# Start of DOCUMENT PASSAGE
Xence can you think of any other examples in which استفعل may have been converted into اسفعل or سَفعل in modern Algerian?


----------



## Arabus

Honestly, I was surprised when I saw the verb _saqsi _on this page. I wanted to comment but I didn't. It indeed sounds funny to hear such a formal verb being used colloquially. When you say _saqsiha_, does that mean you are going to send an investigation committee to her or waht?


----------



## clevermizo

Arabus said:


> Honestly, I was surprised when I saw the verb _saqsi _on this page. I wanted to comment but I didn't. It indeed sounds funny to hear such a formal verb being used colloquially. When you say _saqsiha_, does that mean you are going to send an investigation committee to her or waht?



 Apparently it's just the plain verb to ask. Maltese is the same, although they actually say (i)staqsa. The verb سأل is lost in Maltese completely, I think.


----------



## kamoo

urban Moroccan 
I _asked_ her to do something- seweltha it dir she-Haja or Talabt minha....
_Ask her_ if he can come- sewelha wash yiqdair yi-jee
_They asked_ me something- sewlooni she-Haja  

sorry if the transliteration is not clear....


----------



## Xence

clevermizo said:
			
		

> Xence can you think of any other examples in which استفعل may have been converted into اسفعل or سَفعل in modern Algerian?



The first that comes to my mind is the verb استنّى _estanna _(= to wait) which is often pronounced اسنّى _essanna_.
Of course, this verb is used in many other Arabic dialects and originates from the FuS7a استأنى .
# End of DOCUMENT PASSAGE
**PROBLEM A**
Report how many lines in the rows below contain the word "shrub". Give only the number.
# Start of SUPPLIED INFORMATION
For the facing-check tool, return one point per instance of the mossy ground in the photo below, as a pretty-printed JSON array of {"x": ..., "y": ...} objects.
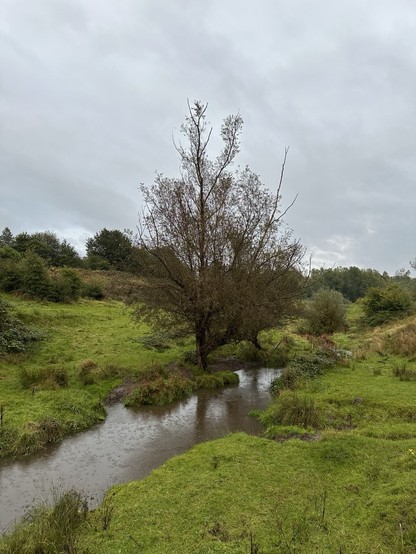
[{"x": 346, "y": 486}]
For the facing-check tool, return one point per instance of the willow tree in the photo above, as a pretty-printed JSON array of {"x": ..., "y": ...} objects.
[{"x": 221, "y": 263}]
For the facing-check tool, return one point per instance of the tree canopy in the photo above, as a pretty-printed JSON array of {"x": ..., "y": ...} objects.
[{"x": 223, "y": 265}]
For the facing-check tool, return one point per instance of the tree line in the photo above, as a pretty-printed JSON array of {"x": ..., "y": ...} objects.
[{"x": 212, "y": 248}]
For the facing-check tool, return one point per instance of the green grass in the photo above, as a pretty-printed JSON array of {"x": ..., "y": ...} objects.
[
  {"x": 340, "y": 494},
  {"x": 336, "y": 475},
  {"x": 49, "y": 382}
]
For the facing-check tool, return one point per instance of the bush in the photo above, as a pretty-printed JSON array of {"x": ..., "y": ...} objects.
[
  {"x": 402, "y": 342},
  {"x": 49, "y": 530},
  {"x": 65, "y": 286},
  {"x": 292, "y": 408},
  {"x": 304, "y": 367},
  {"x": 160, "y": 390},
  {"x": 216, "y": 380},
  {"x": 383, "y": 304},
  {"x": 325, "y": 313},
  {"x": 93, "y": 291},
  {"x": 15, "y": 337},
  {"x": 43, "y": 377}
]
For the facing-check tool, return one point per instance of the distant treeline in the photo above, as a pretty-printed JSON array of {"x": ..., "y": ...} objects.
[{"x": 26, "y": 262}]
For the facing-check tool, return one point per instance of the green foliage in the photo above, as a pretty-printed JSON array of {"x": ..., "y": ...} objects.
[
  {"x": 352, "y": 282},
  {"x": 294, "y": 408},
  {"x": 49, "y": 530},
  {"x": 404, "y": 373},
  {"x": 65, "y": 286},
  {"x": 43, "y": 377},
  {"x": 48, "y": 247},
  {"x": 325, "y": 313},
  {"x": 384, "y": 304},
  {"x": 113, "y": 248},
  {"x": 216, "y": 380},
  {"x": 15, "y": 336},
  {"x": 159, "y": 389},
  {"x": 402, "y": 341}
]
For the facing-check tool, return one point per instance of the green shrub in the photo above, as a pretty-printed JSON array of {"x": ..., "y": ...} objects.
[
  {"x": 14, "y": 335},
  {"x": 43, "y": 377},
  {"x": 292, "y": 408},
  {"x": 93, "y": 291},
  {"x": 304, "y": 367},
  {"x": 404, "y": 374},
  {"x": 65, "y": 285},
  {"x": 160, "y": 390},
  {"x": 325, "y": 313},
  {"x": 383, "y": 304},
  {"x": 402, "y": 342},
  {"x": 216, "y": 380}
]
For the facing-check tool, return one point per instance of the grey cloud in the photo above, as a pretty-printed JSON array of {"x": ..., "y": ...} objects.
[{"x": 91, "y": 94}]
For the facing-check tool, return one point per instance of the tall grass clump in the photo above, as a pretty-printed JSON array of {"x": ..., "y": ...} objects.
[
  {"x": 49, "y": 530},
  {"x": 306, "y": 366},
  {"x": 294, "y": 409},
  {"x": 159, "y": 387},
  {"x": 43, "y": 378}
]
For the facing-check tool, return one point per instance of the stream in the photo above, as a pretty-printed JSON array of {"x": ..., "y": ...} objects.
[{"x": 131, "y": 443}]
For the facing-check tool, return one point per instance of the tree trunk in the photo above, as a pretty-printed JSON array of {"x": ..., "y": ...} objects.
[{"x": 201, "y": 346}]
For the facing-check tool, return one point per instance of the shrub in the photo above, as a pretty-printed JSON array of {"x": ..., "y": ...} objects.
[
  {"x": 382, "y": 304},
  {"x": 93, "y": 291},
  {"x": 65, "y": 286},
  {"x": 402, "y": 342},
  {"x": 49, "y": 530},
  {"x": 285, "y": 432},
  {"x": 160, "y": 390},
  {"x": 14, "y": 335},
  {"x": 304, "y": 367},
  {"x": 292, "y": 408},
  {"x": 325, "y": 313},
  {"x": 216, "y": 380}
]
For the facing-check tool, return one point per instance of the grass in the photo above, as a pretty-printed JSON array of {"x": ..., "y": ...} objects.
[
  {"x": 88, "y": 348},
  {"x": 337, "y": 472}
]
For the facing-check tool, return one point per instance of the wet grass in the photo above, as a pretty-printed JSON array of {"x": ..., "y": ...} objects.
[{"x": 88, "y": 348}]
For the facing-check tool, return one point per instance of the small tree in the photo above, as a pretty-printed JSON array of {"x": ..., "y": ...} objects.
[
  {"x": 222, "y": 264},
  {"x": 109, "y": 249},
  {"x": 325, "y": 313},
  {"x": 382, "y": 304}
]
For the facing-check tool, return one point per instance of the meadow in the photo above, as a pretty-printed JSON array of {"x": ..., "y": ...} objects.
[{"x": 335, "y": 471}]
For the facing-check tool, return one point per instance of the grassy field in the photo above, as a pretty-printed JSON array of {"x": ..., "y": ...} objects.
# End of SUPPLIED INFORMATION
**PROBLEM B**
Please quote the forum thread on Arabic verbs, beginning at the words "The first that" and stopping after "FuS7a استأنى .".

**FINAL ANSWER A**
2

**FINAL ANSWER B**
The first that comes to my mind is the verb استنّى _estanna _(= to wait) which is often pronounced اسنّى _essanna_.
Of course, this verb is used in many other Arabic dialects and originates from the FuS7a استأنى .